— START Data for the task —

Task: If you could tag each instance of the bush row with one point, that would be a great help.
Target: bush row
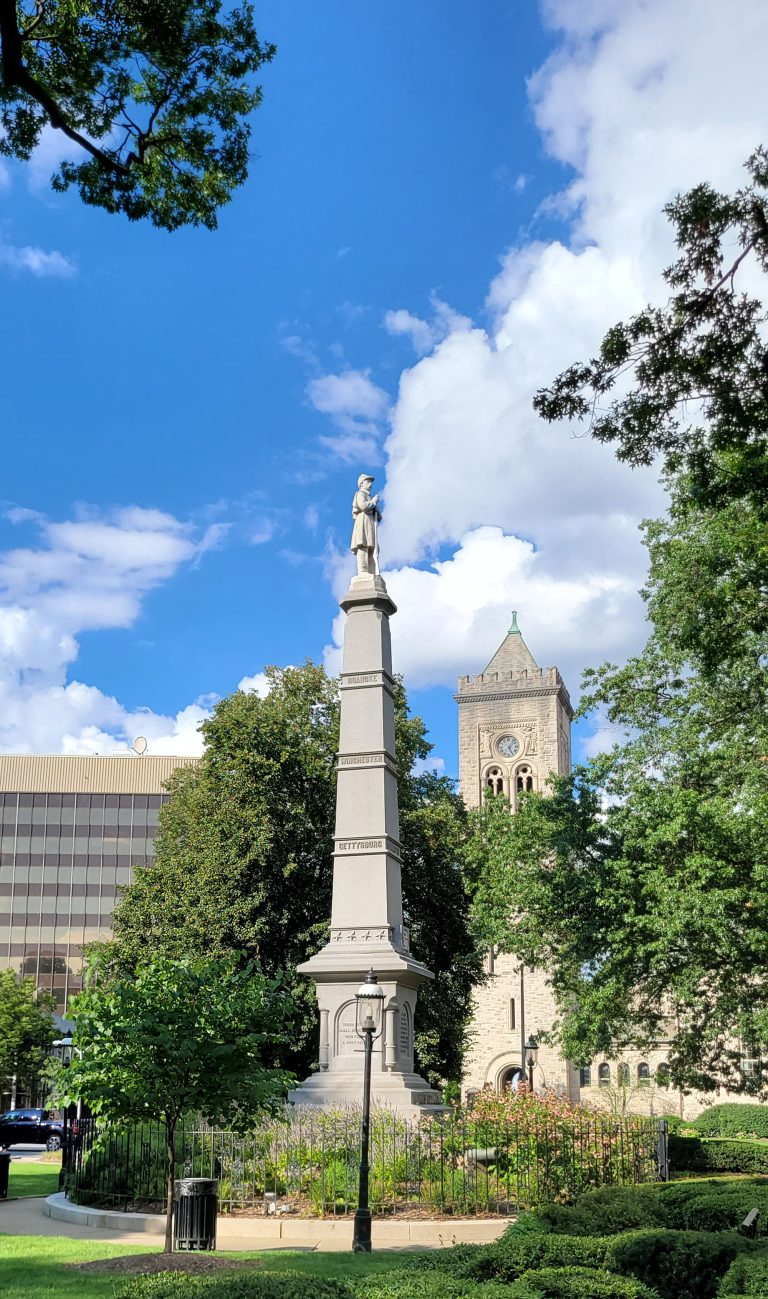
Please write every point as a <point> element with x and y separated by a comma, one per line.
<point>733,1120</point>
<point>746,1276</point>
<point>695,1206</point>
<point>676,1264</point>
<point>712,1155</point>
<point>545,1284</point>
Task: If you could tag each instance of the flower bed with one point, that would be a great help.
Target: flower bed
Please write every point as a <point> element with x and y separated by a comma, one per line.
<point>502,1155</point>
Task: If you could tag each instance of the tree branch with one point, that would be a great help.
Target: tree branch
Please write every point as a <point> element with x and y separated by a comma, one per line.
<point>14,73</point>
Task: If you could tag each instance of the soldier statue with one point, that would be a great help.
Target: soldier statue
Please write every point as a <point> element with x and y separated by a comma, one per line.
<point>367,516</point>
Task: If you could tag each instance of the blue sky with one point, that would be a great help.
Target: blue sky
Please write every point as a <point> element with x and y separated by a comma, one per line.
<point>448,203</point>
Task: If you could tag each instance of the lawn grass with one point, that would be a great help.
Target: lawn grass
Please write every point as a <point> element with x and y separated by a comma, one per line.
<point>33,1267</point>
<point>27,1178</point>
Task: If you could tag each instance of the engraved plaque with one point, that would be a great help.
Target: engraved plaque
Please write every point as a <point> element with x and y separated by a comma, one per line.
<point>404,1035</point>
<point>347,1039</point>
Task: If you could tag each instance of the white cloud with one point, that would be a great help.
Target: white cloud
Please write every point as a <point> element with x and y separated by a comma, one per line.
<point>417,330</point>
<point>452,615</point>
<point>623,101</point>
<point>356,407</point>
<point>425,334</point>
<point>37,261</point>
<point>87,573</point>
<point>51,151</point>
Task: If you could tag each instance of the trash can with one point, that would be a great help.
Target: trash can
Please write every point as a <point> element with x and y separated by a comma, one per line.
<point>195,1206</point>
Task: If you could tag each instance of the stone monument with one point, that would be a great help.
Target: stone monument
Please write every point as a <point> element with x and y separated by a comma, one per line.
<point>367,913</point>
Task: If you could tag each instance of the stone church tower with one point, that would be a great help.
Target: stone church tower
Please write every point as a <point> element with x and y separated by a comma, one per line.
<point>513,730</point>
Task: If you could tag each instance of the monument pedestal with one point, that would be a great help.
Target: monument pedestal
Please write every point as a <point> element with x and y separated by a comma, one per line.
<point>367,913</point>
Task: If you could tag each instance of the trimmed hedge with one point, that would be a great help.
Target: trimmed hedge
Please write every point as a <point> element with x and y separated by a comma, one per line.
<point>746,1276</point>
<point>576,1284</point>
<point>701,1155</point>
<point>234,1285</point>
<point>678,1206</point>
<point>732,1120</point>
<point>425,1285</point>
<point>677,1264</point>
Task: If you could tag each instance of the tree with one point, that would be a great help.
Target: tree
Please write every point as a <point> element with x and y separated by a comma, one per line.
<point>26,1029</point>
<point>155,92</point>
<point>178,1037</point>
<point>641,882</point>
<point>244,859</point>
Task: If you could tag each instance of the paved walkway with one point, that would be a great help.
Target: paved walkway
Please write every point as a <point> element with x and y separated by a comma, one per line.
<point>29,1216</point>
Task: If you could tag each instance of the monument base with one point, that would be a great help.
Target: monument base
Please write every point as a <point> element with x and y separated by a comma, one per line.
<point>338,972</point>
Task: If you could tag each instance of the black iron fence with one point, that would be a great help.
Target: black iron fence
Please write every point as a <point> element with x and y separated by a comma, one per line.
<point>308,1163</point>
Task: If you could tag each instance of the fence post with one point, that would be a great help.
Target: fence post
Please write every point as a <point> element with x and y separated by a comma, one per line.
<point>663,1151</point>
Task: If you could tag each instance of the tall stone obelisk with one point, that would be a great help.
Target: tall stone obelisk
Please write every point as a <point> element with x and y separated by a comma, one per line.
<point>367,915</point>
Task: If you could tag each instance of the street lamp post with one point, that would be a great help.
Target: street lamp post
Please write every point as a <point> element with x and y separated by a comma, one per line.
<point>368,1025</point>
<point>532,1050</point>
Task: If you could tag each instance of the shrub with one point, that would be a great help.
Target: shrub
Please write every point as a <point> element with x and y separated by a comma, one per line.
<point>732,1120</point>
<point>576,1284</point>
<point>677,1264</point>
<point>746,1276</point>
<point>234,1285</point>
<point>602,1212</point>
<point>684,1206</point>
<point>425,1285</point>
<point>508,1258</point>
<point>717,1156</point>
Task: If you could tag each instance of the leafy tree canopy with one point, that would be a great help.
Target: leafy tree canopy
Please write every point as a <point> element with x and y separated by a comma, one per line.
<point>26,1029</point>
<point>243,860</point>
<point>156,92</point>
<point>642,881</point>
<point>178,1037</point>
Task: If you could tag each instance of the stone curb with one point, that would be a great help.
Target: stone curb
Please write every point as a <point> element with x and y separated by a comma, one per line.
<point>315,1233</point>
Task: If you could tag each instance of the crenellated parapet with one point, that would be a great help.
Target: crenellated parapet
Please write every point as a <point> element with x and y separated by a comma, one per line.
<point>529,681</point>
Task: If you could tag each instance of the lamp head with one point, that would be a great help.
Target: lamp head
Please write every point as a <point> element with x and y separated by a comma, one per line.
<point>369,1011</point>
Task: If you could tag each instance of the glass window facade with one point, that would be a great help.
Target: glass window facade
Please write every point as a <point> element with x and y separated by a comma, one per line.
<point>63,861</point>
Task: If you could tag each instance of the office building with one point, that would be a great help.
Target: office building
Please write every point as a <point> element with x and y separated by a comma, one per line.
<point>73,830</point>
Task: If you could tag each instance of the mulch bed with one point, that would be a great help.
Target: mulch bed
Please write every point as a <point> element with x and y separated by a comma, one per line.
<point>196,1261</point>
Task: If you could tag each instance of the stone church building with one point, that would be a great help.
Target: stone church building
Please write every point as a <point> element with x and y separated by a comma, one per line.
<point>515,730</point>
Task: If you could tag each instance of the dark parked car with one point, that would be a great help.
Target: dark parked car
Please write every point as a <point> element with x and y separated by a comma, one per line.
<point>30,1128</point>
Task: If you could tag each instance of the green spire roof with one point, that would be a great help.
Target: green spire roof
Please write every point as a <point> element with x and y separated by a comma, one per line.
<point>512,654</point>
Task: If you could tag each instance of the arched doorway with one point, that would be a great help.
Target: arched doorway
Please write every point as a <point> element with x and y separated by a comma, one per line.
<point>510,1080</point>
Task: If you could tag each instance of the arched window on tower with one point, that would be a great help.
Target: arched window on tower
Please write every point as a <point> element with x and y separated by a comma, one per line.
<point>494,780</point>
<point>524,780</point>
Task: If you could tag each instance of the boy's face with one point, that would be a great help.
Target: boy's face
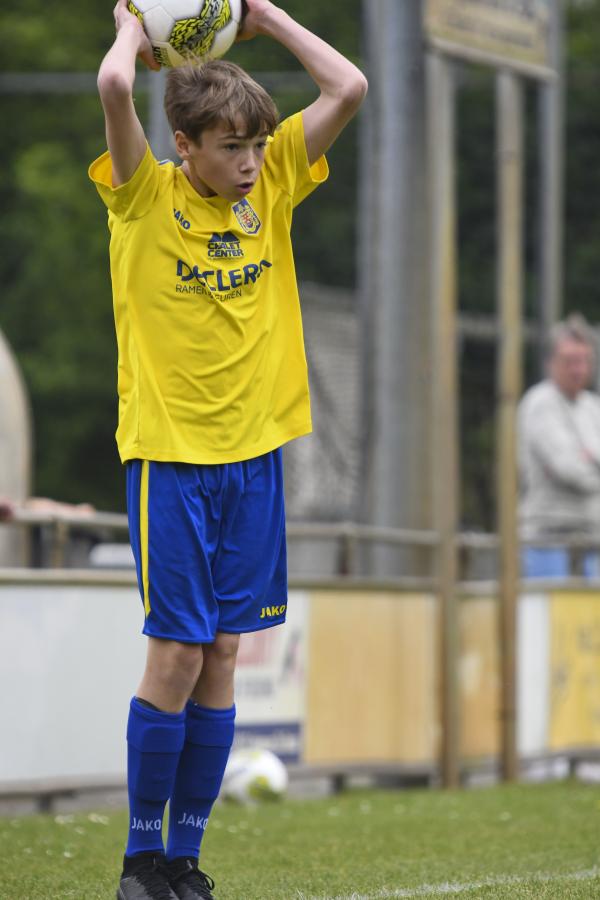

— END Data for the task —

#### Required work
Please give every line of the rows above as a numbered list, skipping blank lines and leaving out the pictures.

#### Exercise output
1. Task: If you could tag each instance of the bush row with one point, that would be a great help.
2. Target: bush row
3. Please write every point as a <point> element with x and y separated by a comma, one per line.
4. <point>733,1120</point>
5. <point>746,1276</point>
6. <point>695,1206</point>
7. <point>676,1264</point>
8. <point>712,1155</point>
9. <point>545,1284</point>
10. Task: If you could tag each instance of the flower bed with one point, that would be a great help.
11. Target: flower bed
12. Please write every point as a <point> element with x and y separated by a comma, one per line.
13. <point>502,1155</point>
14. Task: If you could tag each instance of the tree branch with one point, that would be a great help.
15. Target: tree branch
16. Please write every point as a <point> element with x and y separated by a comma, one per line.
17. <point>14,73</point>
18. Task: If you could tag each instance of the soldier statue with one point, that would be a great help.
19. Target: soldier statue
20. Please write every point as a <point> element with x and y separated by a comma, one per line.
21. <point>367,516</point>
22. Task: If you could tag each instance of the blue sky with one point, that would be a great help.
23. Target: blue sky
24. Please write every point as a <point> element with x and y separated by a comma, one per line.
25. <point>448,203</point>
26. Task: If you could tag each instance of the lawn grass with one point, that would be a great help.
27. Target: lawn grass
28. Please write every point as a <point> element with x and y separated by a comma, one per line.
29. <point>33,1267</point>
30. <point>27,1178</point>
31. Task: If you could tag each instance of the engraved plaque with one point, that would be a great help.
32. Target: engraved plaque
33. Please write every point as a <point> element with x and y separated by a comma, one per line.
34. <point>404,1035</point>
35. <point>347,1039</point>
36. Task: If you could tag each instance of the white cloud with one point, that would be a great help.
37. Target: white cloud
38. Please write every point as a <point> element with x and y separated by a comma, one per line.
39. <point>417,330</point>
40. <point>452,615</point>
41. <point>623,101</point>
42. <point>356,407</point>
43. <point>425,334</point>
44. <point>37,261</point>
45. <point>87,573</point>
46. <point>51,151</point>
47. Task: If you could tag each instance of the trash can with one point, that would be a great help.
48. Target: trash can
49. Please write every point as a <point> element with x and y separated by a comma, one per line.
50. <point>195,1206</point>
51. Task: If you could tag each instance of the stone monument with one point, that would be a great help.
52. Target: stone monument
53. Please write every point as a <point> element with x and y separated by a comma, one per line.
54. <point>367,913</point>
55. Task: If you could tag each instance of the stone church tower with one point, that would be a great help.
56. Target: stone church tower
57. Please write every point as a <point> element with x and y separated by a comma, one per line.
58. <point>513,730</point>
59. Task: If you could tag each instance of the monument pedestal with one point, that would be a great help.
60. Target: monument pedestal
61. Please write every point as a <point> element with x and y separated by a comma, one per line.
62. <point>367,913</point>
63. Task: If you could tag each instance of the trimmed hedge with one point, that would be a great help.
64. Target: trimmed hedge
65. Please write every point as a <point> element with x and y separated by a comma, one per line.
66. <point>746,1276</point>
67. <point>576,1284</point>
68. <point>701,1155</point>
69. <point>234,1285</point>
70. <point>678,1206</point>
71. <point>732,1120</point>
72. <point>425,1285</point>
73. <point>677,1264</point>
74. Task: If you could tag each instance of the tree with one point, that would be a great help.
75. Target: tree
76. Please write every point as a <point> element with x and y separated by a comma, one per line.
77. <point>26,1029</point>
78. <point>155,92</point>
79. <point>178,1037</point>
80. <point>641,882</point>
81. <point>244,859</point>
82. Task: If you could tag each instance of the paved walkway with one point, that would be a great help.
83. Target: paved walkway
84. Please write every point as a <point> element with x and y separated by a comma, one per line.
85. <point>29,1216</point>
86. Task: If you could tag each instance of the monument base with one point, that would be a great help.
87. Target: monument base
88. Please write every point as a <point> element with x and y separated by a comma, one per line.
89. <point>338,972</point>
90. Task: If you could tag each instance of the black iron fence with one point, that would be a great help.
91. Target: black iron fence
92. Please write every point as a <point> element with x and y separated by a comma, one per line.
93. <point>308,1163</point>
94. Task: If you could tag each instance of the fence post with one point, that would be a great help.
95. Target: fence post
96. Please write every point as a <point> element with x and y separated by a comma, one per line.
97. <point>663,1151</point>
98. Task: If you could tag each instance of the tall stone obelisk with one point, that would be a great help.
99. Target: tall stone obelisk
100. Please write every point as a <point> element with x and y separated by a comma, one per line.
101. <point>367,915</point>
102. Task: If you could tag each instance of the street lamp post with one point, that would be a great help.
103. Target: street lamp post
104. Please write every point as a <point> element with x and y separated by a comma, one per line.
105. <point>368,1025</point>
106. <point>532,1050</point>
107. Task: If you could tag each instance of the shrub with one point, that would be a great help.
108. Target: shrub
109. Please write every point as a <point> element with x and y separated by a comma, one per line.
110. <point>732,1120</point>
111. <point>576,1284</point>
112. <point>677,1264</point>
113. <point>746,1276</point>
114. <point>234,1285</point>
115. <point>602,1212</point>
116. <point>684,1206</point>
117. <point>425,1285</point>
118. <point>508,1258</point>
119. <point>717,1156</point>
120. Task: If you could tag each instance of the leafy tree canopy with one point, that would be a great help.
121. Target: leafy tree canopy
122. Please write every point as a <point> element with x and y separated by a comma, one per line.
123. <point>26,1029</point>
124. <point>243,860</point>
125. <point>156,92</point>
126. <point>642,881</point>
127. <point>178,1037</point>
128. Task: If you could tag each instance of the stone curb with one point, that would be a great help.
129. Target: stone curb
130. Please write every point as a <point> element with x and y separated by a comma, one per line.
131. <point>315,1233</point>
132. Task: If you could tag each instance of the crenellated parapet with one point, that would be a great help.
133. Target: crenellated parapet
134. Please write every point as a <point> element with x and y separated by a comma, one per line.
135. <point>529,681</point>
136. Task: If you could tag each instance of the lamp head with one point, that would be a great help.
137. Target: lamp head
138. Please write every point as a <point> element with x and y separated by a comma, one per line.
139. <point>369,1011</point>
140. Task: If you could tag each instance of the glass window facade with one point, that would be a great help.
141. Target: glass window facade
142. Please write every point as a <point> element with x and y separated by a comma, one per line.
143. <point>63,861</point>
144. Task: If you could tag each instance of the office building with one point, that would be a great help.
145. Target: office building
146. Please write every point as a <point> element with x and y separated by a comma, one per line.
147. <point>73,830</point>
148. Task: If you could tag each instance of the mulch bed with one point, that would be a great help.
149. Target: mulch bed
150. Please write every point as a <point> element with x and y separated by a comma, one per line.
151. <point>196,1261</point>
152. Task: If you could tag each instance of the stone church building with one point, that would be a great help.
153. Target: stone church building
154. Please write every point as a <point> element with x and y separated by a comma, one per line.
155. <point>515,730</point>
156. Task: If you could tag each instance of the dark parked car with one point, that would be a great help.
157. Target: dark parked car
158. Please write every point as a <point> element with x and y separated by a comma, one per line.
159. <point>30,1128</point>
160. Task: If you could tag each instance of the green spire roof with one point, that would be a great help.
161. Target: green spire roof
162. Please write every point as a <point> element with x and y separated by a comma, one per line.
163. <point>512,654</point>
164. Task: If you could tag each instance of the arched doorway with one point, that would be a great help.
165. Target: arched doorway
166. Please write every point as a <point> element with x and y separated by a comma, one per line.
167. <point>510,1080</point>
168. Task: If you could tag each instance of the arched window on tower with one point, that would be a great help.
169. Target: arched window on tower
170. Please write every point as a <point> element with x and y separated by a comma, one per line.
171. <point>494,780</point>
172. <point>524,780</point>
173. Task: If you could tag each instance of the boy's face with one point, that would be a great help.
174. Target: boy's face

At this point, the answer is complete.